### THE INPUT

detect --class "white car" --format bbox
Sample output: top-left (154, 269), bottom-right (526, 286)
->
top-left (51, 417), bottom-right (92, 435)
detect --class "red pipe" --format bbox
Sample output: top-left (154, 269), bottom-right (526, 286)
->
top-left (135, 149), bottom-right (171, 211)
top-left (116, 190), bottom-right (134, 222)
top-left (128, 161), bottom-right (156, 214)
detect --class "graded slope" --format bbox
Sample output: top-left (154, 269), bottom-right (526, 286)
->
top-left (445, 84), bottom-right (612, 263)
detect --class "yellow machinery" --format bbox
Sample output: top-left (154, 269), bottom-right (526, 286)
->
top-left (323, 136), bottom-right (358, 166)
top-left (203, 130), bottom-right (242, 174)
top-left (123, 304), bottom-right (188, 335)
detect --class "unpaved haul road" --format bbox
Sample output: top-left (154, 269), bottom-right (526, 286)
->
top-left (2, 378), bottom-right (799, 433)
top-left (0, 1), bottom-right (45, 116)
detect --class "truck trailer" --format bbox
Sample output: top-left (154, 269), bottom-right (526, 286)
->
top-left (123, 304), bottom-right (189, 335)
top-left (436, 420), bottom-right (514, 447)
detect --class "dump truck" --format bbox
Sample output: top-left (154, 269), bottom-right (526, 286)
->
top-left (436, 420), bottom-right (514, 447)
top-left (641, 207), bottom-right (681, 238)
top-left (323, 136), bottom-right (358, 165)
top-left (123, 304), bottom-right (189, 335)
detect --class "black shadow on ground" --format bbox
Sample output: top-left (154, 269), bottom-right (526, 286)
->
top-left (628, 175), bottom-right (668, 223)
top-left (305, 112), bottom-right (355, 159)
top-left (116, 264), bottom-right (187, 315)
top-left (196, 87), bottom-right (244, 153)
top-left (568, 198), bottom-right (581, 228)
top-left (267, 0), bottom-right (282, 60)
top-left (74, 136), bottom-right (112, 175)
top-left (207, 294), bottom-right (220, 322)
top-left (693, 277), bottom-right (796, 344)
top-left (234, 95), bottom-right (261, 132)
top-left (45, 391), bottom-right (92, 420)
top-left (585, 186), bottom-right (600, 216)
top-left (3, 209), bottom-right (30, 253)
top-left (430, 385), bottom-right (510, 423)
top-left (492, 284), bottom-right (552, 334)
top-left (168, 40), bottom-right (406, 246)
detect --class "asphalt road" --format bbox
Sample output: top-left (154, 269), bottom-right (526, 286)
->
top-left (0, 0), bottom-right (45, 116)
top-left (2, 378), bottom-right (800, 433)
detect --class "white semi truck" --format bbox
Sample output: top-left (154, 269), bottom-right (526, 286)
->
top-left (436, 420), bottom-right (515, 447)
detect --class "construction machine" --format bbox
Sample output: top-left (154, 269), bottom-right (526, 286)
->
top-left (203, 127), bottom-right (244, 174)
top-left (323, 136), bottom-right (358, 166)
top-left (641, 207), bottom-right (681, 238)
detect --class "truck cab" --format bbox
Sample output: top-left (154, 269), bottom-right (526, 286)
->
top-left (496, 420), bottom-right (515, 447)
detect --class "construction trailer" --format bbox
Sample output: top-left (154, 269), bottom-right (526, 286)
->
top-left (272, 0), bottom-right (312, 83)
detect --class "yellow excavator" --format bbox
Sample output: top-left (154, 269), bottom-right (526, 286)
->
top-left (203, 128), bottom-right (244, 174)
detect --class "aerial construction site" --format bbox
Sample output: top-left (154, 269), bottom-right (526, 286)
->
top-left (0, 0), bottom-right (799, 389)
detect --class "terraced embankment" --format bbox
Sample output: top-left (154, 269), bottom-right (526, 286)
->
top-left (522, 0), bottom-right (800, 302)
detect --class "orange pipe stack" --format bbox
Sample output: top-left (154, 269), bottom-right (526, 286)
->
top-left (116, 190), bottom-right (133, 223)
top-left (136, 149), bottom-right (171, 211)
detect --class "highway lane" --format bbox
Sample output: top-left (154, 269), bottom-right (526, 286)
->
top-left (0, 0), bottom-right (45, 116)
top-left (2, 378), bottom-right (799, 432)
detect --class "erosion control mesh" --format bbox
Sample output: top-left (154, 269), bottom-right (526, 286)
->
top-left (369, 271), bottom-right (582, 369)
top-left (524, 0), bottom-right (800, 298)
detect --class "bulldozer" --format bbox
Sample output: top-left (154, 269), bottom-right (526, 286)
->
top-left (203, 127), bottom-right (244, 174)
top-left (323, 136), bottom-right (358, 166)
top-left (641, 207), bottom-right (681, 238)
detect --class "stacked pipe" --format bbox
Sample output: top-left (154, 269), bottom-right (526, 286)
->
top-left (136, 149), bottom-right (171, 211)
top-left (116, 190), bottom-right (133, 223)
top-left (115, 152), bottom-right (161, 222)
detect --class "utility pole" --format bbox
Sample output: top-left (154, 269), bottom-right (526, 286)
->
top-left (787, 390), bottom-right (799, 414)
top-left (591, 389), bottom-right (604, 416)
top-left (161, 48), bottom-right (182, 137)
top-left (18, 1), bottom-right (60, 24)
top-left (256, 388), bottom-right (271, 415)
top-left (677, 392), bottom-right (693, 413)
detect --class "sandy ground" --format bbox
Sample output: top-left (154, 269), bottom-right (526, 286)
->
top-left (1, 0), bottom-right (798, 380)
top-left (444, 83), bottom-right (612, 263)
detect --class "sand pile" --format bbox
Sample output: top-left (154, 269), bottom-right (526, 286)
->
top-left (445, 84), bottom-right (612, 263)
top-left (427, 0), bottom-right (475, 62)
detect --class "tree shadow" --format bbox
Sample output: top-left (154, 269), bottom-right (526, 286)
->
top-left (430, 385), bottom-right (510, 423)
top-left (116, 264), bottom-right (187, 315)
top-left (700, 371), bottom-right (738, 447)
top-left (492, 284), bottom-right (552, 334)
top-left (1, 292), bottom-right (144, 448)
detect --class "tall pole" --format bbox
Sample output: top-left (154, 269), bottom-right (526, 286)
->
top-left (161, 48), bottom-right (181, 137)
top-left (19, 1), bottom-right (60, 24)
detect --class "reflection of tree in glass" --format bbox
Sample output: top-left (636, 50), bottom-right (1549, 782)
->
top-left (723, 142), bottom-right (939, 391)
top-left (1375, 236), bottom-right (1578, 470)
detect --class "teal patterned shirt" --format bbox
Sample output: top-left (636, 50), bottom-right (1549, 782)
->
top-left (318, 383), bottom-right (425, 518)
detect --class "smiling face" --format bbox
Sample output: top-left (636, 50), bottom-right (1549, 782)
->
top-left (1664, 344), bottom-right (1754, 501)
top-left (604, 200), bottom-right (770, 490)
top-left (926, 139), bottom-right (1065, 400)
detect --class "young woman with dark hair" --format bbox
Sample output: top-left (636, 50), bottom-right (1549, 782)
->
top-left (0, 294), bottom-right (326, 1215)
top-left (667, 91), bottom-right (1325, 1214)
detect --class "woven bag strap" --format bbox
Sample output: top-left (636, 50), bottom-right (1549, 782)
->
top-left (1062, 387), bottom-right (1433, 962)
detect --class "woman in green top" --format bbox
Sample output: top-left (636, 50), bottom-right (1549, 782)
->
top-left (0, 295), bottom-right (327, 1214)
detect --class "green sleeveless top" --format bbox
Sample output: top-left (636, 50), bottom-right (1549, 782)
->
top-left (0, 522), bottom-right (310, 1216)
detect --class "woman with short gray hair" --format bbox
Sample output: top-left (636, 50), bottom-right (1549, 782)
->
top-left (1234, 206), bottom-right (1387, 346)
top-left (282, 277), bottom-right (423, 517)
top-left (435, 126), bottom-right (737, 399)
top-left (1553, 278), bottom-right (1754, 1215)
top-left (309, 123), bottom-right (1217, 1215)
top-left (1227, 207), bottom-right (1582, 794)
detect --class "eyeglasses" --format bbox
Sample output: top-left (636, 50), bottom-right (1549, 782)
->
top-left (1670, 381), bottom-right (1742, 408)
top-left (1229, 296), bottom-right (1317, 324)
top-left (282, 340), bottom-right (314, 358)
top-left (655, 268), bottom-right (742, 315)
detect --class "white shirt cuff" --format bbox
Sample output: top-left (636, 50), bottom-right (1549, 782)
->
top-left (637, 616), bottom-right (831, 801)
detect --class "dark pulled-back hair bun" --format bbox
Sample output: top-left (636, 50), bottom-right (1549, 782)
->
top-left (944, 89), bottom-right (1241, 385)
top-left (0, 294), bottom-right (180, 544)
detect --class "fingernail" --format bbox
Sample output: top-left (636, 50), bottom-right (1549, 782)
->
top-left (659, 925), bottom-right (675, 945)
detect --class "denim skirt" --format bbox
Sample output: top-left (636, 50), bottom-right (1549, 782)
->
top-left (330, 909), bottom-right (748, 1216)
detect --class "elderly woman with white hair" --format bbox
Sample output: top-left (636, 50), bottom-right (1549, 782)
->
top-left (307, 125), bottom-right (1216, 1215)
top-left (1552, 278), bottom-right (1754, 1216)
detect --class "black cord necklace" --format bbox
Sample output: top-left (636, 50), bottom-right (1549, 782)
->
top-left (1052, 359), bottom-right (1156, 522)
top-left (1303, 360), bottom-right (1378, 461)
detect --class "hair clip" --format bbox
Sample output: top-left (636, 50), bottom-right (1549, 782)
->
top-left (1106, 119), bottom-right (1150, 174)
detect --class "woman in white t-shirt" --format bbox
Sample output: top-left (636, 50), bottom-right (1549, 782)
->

### WHAT YOU WILL DO
After reading the material above, state how many of its lines hold the word "shirt". No other output is needed.

### ANSWER BOX
3